START SELECTED EXTRACT

Three months ago I took a chance. I answered a job posting and tried something very new to my professional life. So new in fact that it scared the crap out of me. At the start, every day was a battle between not wanting to screw up and trying to feel comfortable asking the questions that would allow me to learn. And at the same time, live up to the reasons I was hired. My creativity, my independence, my self-motivation and how capable I was. I wanted to succeed at this new thing, this new job. I wanted it more than anything I have wanted in a long time. On top of all this I had a part time job at MEC, was involved in two Fringe shows and had various other commitments that I had taken on before I got the job. Needless to say, the new thing didn’t get the attention it deserved. It was mostly a mind game for me. I put in my hours and tried my hardest. Then I went about doing other obligations for 15 or more hours per day. Some of you know what I’m talking about. But, ostensibly, I got in the way of myself. I tried to do too many things at once. Run before learning to walk…I thought I was flying but I was falling.
In trying something different I realized many things about myself. I have limitations. I need sleep. I need to eat regularly. I have to learn to say no and to only commit to the things that don’t affect the important things in my life. My girlfriend, for example, has seen me twice in the last month (and one of those days was full of jamming an epi-pen in her hip and hanging at the hospital). There are things that I want now that I haven’t ever wanted before. And even though I did not succeed at least I attempted and this attempt was a door that swung open to so many possibilities. On top of this, those ‘wants’ are not gone. In fact, I want them more than I did when they were accessible. Now, trying harder and learning from my mistakes seem to be the important thing. I just have to find the place where I can apply this knowledge. I am driven. I would love to replicate what I just had, but with a better outcome and with better choices along the way.

END SELECTED EXTRACT
START EXCERPTED DATA

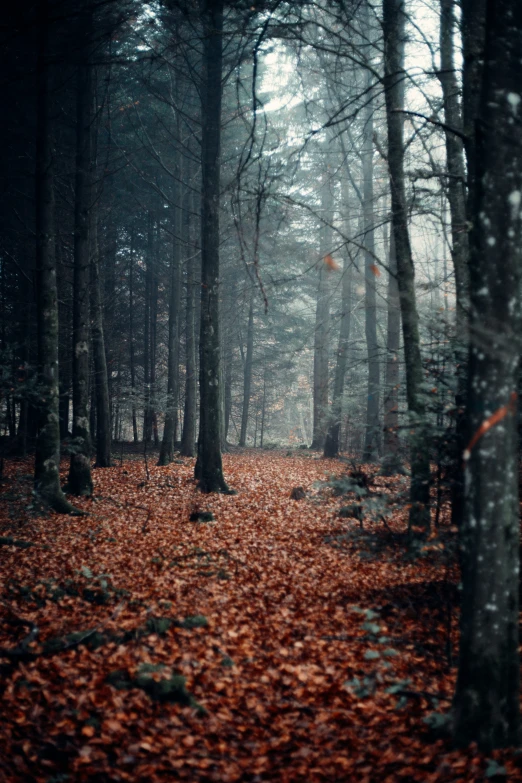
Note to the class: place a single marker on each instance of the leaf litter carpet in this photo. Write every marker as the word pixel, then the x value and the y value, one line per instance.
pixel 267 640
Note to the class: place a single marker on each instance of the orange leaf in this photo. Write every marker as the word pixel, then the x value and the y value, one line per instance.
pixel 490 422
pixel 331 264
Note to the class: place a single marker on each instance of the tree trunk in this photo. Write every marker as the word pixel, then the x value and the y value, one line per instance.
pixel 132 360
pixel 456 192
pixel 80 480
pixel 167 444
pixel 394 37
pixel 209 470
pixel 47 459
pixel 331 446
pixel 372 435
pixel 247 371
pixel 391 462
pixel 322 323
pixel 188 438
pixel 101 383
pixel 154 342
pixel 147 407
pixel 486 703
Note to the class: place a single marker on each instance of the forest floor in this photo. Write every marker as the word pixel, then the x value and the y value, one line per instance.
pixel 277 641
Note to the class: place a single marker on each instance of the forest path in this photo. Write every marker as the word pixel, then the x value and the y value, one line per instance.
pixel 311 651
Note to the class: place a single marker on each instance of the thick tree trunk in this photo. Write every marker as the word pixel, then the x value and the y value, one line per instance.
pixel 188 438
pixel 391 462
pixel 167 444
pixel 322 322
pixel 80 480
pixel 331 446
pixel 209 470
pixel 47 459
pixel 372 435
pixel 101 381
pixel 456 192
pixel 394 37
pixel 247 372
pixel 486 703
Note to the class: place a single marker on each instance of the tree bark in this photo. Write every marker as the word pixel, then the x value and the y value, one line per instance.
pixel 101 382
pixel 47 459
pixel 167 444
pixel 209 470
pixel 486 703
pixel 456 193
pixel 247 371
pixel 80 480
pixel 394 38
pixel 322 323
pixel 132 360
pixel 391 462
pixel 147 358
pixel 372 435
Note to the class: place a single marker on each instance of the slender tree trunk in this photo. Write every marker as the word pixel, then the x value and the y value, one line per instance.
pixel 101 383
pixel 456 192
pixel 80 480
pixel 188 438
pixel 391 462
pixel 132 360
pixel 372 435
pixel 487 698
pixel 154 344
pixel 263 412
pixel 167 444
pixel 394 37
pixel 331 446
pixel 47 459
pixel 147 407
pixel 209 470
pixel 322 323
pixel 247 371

END EXCERPTED DATA
START EXCERPTED DATA

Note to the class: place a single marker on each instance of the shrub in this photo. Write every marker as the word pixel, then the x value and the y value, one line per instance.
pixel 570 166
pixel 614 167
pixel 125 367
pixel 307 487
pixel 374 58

END EXCERPTED DATA
START EXCERPTED DATA

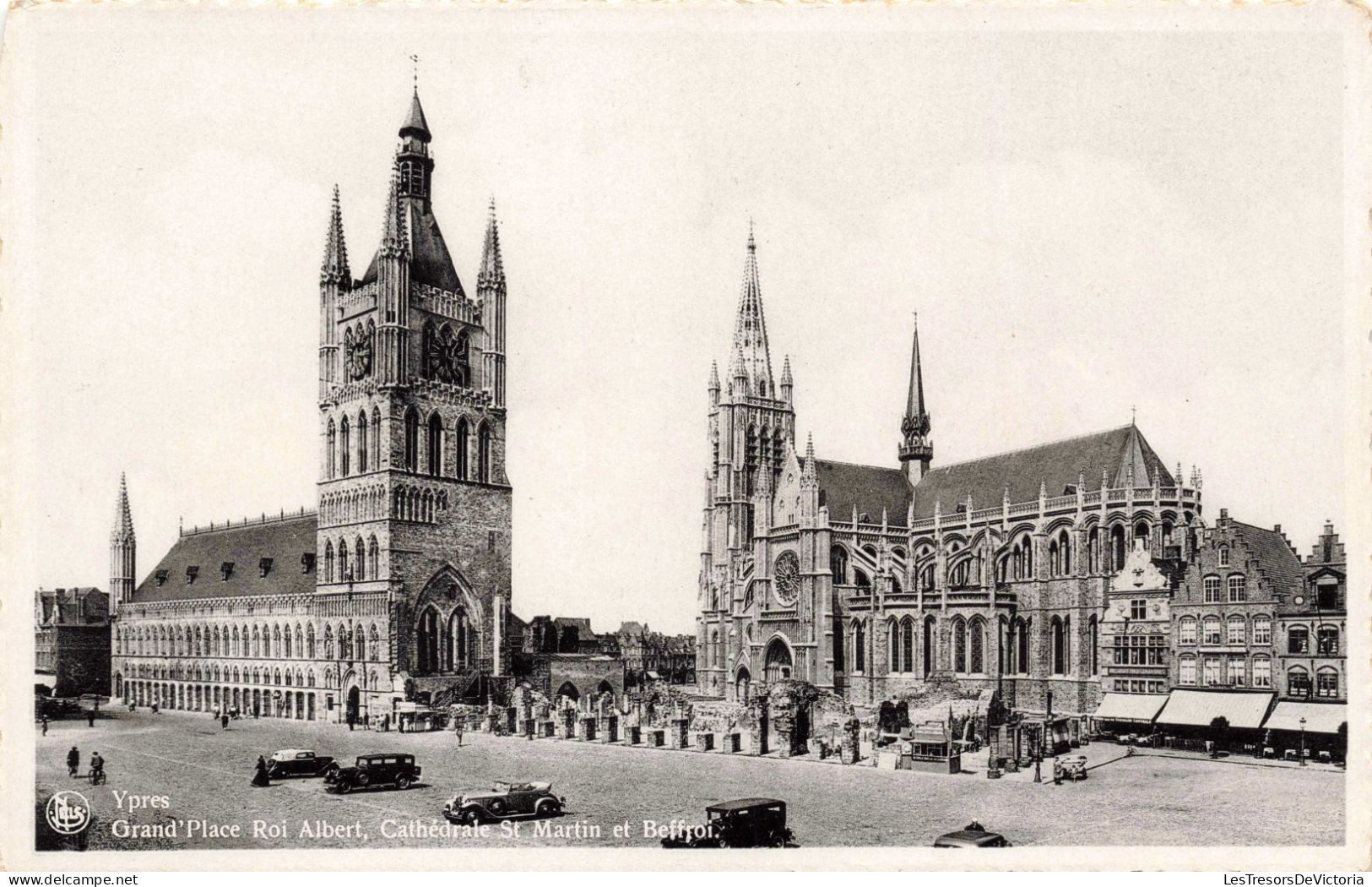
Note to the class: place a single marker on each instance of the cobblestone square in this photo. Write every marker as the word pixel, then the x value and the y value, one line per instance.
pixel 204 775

END EXCERPTED DATA

## WHAT TO DO
List every quality the writer of the new-job piece gives as a reason they were hired.

## RESPONSE BELOW
- Creativity
- Independence
- Self-motivation
- How capable they were